* Exercises to complete
A. Based on the article about Deborah Steinberg's ocean research, explain why it matters to know how much carbon dioxide stays airborne and how much dissolves in seawater.
B. According to the article on Steinberg's plankton research, until what decade was the magnitude of the daily migration of small sea creatures virtually unknown?
C. Continue the article on Steinberg's study of migrating sea creatures and the ocean's carbon cycle from where it ends.

* Excerpt provided
From Plankton to Planet

Steinberg's research helps reveal ocean’s role in global warming

The copepod Gaussia
The copepod Gaussia Photo by Stephanie Wilson.
Copepods
Copepods These copepods collected on a VERTIGO cruise, are the world's most abundant multicellular animals. About the size of a rice grain, they are an important part of the marine food web and global carbon cycle. Photo by Stephanie Wilson.
Sapphirella
Sapphirella Photo by Stephanie Wilson.
Squid
Squid Photo by Stephanie Wilson.
Scientists
Scientists From L: Toru Kobari (Kagoshima University, Japan), marine technician Joe Cope, graduate student Stephanie Wilson, and Dr. Deborah Steinberg with numbered sample buckets.

Each evening, a multitude of small sea creatures rises from the inky depths to feast on microscopic plants growing in sunlit surface waters. At dawn, they reverse course, descending to spend another day under the cover of darkness. By almost any measure, this daily migration rivals the great seasonal movements of caribou or arctic terns. Yet its magnitude was virtually unknown until the 1940s, and many of its mysteries remain.

VIMS Professor Deborah Steinberg is unraveling these mysteries by studying the migrating animals, what they eat, and the role they play in the cycling of ocean carbon and nutrients. Her studies have brought her from tropical seas to the icy northeastern Pacific. She’s particularly interested in how the animals’ consumption of vast quantities of carbon-rich plant material affects the flow of carbon dioxide from the atmosphere to the deep ocean—the so-called “biological pump.” Knowing how much carbon dioxide stays airborne and how much dissolves in seawater helps scientists determine how this greenhouse gas affects Earth’s climate.

* Supplied information
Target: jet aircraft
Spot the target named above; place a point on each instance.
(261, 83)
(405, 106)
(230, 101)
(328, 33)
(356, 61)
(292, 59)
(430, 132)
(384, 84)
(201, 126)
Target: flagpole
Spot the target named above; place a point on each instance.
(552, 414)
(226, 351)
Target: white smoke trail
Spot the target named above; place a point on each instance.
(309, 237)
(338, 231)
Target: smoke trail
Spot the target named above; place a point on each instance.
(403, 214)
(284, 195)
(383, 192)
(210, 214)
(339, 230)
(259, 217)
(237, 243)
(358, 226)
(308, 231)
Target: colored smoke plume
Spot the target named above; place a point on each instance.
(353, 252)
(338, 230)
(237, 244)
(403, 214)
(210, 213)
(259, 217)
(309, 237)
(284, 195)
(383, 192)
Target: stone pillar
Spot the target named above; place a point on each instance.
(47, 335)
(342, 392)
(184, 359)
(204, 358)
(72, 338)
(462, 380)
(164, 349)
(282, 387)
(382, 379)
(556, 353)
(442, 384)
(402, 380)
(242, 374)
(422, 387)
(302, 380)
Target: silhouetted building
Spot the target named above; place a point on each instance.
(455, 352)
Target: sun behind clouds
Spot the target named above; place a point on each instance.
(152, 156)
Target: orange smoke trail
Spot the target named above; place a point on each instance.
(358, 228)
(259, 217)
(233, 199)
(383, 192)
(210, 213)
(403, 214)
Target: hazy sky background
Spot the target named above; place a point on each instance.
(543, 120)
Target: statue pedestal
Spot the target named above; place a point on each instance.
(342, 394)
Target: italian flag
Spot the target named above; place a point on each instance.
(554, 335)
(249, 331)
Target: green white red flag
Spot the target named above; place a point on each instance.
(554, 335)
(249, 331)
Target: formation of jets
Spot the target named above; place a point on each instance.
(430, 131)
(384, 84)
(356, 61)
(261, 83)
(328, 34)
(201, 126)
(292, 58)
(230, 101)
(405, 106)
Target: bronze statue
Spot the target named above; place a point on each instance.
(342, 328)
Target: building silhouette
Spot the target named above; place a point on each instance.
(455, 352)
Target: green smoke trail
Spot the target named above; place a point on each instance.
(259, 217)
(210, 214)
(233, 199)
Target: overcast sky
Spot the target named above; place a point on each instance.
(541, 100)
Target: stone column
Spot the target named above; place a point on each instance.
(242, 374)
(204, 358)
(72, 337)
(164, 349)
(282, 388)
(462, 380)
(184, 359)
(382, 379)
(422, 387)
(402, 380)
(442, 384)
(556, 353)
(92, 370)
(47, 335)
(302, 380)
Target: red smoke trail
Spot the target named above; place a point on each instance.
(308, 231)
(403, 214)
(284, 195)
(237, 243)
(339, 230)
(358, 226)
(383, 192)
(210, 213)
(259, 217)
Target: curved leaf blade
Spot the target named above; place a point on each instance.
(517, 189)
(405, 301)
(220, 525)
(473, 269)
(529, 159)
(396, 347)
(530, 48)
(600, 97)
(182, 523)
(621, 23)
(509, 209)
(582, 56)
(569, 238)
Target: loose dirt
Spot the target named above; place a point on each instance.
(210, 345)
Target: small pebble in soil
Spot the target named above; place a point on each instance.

* Answers for the tasks
A. It helps scientists determine how carbon dioxide, a greenhouse gas, affects Earth's climate.

B. The 1940s.

C.
Steinberg’s team does much of its fieldwork at night, when migrating animals are nearer the surface and easier to net. Once collected, they identify the animals, measure how fast they digest their food, and dissect them to see what they eat. A glance under her microscope reveals animals of two distinct sizes. Migrators, which must swim great distances to and from their feeding grounds, are larger and more powerful than the plankton that feed in surface waters day in and out.

Steinberg’s findings inform the climate models that are used to predict changes in the global carbon cycle and thus the rate and magnitude of global warming. Whereas early models used generic equations to represent the biological pump, work by Steinberg and others shows that the pump’s efficiency differs markedly in space and time, depending in great part on the make-up of the planktonic community.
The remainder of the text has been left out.